**** Source records
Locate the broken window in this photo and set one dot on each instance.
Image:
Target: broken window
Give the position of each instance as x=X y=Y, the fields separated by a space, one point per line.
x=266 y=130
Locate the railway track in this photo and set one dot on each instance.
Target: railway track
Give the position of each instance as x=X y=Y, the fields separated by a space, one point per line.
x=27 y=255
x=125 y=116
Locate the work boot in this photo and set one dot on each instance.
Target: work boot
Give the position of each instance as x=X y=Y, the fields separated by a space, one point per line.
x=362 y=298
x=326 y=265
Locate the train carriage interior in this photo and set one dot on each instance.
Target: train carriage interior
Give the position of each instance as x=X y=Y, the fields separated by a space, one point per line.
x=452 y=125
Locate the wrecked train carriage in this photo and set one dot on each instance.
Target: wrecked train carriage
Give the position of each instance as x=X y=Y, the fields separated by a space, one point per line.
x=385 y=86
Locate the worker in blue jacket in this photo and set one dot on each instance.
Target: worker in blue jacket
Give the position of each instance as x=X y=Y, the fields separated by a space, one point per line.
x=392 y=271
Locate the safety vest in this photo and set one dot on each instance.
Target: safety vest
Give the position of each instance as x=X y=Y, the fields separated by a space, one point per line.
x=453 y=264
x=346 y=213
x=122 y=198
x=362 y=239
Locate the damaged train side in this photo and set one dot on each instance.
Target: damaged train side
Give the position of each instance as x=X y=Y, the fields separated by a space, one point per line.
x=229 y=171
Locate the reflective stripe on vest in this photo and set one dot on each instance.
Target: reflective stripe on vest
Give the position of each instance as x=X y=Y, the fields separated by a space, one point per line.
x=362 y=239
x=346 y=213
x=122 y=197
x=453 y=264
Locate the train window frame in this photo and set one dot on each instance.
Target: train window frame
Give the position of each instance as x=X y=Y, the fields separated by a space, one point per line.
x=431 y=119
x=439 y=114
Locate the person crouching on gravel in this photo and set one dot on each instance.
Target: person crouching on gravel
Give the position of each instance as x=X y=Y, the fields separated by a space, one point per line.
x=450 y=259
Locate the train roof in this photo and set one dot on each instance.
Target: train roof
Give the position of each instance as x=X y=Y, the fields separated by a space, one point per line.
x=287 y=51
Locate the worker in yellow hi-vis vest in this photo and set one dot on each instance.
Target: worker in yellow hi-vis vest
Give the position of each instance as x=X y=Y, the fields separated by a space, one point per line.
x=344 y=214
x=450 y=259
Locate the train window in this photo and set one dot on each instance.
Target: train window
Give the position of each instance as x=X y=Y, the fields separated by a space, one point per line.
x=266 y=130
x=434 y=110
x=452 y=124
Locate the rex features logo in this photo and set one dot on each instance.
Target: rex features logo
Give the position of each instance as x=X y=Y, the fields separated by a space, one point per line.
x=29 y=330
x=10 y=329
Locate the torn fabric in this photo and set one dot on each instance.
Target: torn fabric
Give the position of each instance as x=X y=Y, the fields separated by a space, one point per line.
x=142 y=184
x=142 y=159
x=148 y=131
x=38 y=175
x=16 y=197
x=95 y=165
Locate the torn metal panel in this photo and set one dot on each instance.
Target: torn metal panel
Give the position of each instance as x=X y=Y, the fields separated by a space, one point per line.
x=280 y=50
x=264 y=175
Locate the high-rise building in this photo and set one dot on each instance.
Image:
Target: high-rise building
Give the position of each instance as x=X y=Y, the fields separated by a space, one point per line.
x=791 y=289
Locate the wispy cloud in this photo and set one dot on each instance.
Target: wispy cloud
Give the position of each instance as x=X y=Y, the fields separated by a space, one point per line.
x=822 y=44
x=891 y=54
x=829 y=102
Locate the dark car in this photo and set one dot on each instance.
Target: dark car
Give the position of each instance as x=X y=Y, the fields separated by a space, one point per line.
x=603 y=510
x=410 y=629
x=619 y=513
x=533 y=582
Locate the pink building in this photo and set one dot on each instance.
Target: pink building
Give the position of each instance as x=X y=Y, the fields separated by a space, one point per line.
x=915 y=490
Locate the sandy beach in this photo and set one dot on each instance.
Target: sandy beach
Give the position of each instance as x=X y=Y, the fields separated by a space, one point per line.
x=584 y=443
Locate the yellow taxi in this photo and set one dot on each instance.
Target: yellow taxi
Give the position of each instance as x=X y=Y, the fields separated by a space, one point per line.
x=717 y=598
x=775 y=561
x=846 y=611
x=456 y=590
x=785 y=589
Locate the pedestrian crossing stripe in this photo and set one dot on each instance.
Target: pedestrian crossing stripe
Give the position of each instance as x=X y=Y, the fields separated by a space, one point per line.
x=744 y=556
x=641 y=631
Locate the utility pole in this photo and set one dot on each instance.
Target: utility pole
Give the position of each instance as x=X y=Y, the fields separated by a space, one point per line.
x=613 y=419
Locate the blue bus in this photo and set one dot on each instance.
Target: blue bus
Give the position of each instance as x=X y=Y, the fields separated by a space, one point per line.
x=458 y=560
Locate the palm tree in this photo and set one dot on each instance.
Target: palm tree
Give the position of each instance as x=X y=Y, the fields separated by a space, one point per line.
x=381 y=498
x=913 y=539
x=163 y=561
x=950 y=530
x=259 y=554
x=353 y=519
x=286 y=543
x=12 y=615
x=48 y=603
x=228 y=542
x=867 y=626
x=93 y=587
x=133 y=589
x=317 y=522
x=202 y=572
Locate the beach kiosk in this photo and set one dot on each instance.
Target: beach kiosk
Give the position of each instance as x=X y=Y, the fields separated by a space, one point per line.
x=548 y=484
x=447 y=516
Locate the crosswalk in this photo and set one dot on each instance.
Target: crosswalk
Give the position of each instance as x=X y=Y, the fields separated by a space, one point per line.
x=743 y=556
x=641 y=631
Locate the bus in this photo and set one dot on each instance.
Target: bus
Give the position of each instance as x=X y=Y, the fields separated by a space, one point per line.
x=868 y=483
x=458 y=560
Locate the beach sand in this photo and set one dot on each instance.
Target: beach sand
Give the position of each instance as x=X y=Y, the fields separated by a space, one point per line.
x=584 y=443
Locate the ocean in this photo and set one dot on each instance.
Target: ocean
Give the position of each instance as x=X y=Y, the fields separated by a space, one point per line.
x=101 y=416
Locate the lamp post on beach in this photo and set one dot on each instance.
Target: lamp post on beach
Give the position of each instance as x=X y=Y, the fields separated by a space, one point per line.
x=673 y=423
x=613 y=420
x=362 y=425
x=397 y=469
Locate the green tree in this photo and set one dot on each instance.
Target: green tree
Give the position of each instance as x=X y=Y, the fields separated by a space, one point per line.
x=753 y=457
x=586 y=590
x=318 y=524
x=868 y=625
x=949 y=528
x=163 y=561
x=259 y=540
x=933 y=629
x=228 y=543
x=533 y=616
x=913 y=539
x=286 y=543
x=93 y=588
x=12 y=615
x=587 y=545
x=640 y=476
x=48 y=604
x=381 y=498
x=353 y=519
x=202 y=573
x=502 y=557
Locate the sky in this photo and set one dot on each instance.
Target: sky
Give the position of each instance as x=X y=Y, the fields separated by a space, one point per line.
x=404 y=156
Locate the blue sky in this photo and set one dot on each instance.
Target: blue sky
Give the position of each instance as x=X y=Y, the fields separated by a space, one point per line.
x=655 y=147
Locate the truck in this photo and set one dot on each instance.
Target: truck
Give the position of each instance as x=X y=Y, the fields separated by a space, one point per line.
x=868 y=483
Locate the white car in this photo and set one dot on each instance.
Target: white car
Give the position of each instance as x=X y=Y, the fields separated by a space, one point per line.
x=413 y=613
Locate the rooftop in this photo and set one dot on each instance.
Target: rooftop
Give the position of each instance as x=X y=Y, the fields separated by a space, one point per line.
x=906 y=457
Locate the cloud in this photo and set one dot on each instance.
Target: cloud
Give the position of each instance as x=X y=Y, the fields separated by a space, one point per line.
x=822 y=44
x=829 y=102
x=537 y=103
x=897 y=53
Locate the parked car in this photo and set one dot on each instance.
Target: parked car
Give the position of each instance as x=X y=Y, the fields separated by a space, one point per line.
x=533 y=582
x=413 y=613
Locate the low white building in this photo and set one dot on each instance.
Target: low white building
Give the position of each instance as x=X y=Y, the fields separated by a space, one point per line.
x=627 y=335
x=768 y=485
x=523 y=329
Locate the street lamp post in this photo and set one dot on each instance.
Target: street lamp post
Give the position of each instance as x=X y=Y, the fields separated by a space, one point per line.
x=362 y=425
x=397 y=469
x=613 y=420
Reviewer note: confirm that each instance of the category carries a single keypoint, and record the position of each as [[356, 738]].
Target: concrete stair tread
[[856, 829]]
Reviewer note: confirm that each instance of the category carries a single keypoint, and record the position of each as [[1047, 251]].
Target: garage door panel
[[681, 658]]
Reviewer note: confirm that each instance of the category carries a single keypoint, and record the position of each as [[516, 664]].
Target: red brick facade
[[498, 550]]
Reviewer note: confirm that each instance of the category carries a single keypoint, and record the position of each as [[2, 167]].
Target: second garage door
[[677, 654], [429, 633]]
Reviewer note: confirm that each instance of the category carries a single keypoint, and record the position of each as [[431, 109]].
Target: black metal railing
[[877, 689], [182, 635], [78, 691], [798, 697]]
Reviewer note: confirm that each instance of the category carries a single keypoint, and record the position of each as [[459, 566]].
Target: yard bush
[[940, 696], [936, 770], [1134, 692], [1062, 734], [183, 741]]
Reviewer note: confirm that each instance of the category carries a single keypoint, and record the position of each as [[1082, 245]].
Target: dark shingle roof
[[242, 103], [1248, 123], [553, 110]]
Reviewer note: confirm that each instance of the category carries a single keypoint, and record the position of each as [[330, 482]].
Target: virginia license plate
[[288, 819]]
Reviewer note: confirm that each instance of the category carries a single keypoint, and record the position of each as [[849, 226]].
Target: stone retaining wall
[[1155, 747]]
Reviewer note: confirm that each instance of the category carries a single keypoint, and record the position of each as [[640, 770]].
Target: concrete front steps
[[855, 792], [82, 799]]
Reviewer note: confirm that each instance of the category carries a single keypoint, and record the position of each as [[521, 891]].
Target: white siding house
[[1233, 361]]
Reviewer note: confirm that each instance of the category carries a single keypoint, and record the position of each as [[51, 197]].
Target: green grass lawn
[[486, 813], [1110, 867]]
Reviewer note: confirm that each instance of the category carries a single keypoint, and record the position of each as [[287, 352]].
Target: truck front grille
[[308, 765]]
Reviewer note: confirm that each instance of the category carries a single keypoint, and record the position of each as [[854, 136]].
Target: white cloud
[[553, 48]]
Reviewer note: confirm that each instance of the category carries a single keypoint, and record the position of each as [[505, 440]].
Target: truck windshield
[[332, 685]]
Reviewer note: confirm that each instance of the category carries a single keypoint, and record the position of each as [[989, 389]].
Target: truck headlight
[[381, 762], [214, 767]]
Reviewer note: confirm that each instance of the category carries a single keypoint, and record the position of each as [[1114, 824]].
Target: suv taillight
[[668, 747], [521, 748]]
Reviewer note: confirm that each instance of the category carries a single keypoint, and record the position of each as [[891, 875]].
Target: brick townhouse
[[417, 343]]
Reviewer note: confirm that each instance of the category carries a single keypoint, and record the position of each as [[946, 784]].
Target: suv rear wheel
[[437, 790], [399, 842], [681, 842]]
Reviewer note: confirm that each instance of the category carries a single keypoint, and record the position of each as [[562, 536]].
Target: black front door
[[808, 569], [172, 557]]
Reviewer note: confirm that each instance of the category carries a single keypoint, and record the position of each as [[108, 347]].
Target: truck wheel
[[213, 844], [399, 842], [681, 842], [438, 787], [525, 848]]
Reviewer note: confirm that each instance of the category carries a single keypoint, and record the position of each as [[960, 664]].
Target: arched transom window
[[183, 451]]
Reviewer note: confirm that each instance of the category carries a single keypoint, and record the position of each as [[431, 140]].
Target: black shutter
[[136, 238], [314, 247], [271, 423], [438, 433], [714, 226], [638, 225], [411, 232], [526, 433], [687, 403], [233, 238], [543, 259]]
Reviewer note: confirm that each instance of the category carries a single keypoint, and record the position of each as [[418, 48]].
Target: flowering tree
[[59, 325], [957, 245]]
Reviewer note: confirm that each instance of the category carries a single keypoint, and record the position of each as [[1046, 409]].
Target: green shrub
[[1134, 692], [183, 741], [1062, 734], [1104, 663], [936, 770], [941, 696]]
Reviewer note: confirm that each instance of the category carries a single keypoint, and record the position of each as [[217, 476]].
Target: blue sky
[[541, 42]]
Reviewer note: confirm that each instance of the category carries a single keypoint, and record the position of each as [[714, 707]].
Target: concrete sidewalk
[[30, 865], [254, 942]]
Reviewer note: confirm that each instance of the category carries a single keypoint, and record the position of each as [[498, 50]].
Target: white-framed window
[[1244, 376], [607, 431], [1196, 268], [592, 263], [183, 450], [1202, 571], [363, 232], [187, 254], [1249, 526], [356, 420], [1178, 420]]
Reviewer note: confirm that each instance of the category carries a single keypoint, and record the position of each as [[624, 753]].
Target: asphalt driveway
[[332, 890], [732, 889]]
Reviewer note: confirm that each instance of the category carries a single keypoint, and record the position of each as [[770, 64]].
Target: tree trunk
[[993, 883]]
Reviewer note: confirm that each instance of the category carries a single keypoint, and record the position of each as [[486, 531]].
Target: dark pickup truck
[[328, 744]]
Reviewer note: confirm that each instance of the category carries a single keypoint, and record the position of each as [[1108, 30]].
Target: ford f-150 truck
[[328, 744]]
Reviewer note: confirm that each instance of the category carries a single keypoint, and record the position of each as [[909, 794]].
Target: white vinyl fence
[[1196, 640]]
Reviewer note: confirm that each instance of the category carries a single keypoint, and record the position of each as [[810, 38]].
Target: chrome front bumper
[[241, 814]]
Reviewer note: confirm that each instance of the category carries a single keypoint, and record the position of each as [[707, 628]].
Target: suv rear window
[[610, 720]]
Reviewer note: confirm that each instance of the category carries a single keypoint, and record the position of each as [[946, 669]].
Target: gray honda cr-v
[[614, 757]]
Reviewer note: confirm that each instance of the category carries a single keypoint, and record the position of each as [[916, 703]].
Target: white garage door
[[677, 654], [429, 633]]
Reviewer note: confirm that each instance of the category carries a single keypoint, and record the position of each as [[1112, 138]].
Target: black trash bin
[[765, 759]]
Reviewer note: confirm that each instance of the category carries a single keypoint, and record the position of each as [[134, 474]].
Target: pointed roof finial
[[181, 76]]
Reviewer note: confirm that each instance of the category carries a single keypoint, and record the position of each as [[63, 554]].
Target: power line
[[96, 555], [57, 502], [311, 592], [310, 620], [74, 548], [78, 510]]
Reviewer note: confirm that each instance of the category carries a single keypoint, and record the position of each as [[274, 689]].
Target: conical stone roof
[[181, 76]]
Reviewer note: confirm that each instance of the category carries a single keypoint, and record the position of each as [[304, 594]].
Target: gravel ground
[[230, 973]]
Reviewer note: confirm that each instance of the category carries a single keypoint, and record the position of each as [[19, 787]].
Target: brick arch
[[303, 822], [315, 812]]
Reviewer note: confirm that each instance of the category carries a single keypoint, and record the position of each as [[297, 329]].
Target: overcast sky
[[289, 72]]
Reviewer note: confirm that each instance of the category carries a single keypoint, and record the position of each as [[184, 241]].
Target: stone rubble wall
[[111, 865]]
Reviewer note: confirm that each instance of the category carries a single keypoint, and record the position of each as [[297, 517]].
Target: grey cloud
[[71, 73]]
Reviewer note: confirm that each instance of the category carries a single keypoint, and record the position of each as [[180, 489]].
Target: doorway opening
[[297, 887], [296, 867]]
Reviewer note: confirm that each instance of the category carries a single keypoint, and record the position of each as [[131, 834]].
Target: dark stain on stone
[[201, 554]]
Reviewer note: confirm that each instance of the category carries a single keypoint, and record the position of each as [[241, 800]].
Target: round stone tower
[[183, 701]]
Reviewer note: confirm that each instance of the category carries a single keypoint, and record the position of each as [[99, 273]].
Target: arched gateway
********
Rewrite the listing from the line with "as [[516, 664]]." up to and including the line with "[[940, 696], [936, 770], [1134, 692], [1062, 734], [183, 741]]", substituting "marker" for every "keypoint" and keeping everything else the same.

Reviewer note: confirm that each instance of the category carries a single marker, and record the position of each as [[516, 664]].
Target: red brick facade
[[498, 550]]
Reviewer note: confirm that each instance of the category carries a single marker, and record the position of each as [[2, 167]].
Target: second garage door
[[677, 654], [429, 633]]
Reviewer note: confirm that each instance of the category carries a single marker, and record the position of each as [[431, 109]].
Target: black metal railing
[[877, 689], [182, 635], [78, 691], [798, 697]]
Reviewer note: confirm that each instance of the category carries a single marker, and record the position of each as [[459, 566]].
Target: yard bush
[[940, 696], [936, 770], [1134, 692], [1062, 734], [183, 741]]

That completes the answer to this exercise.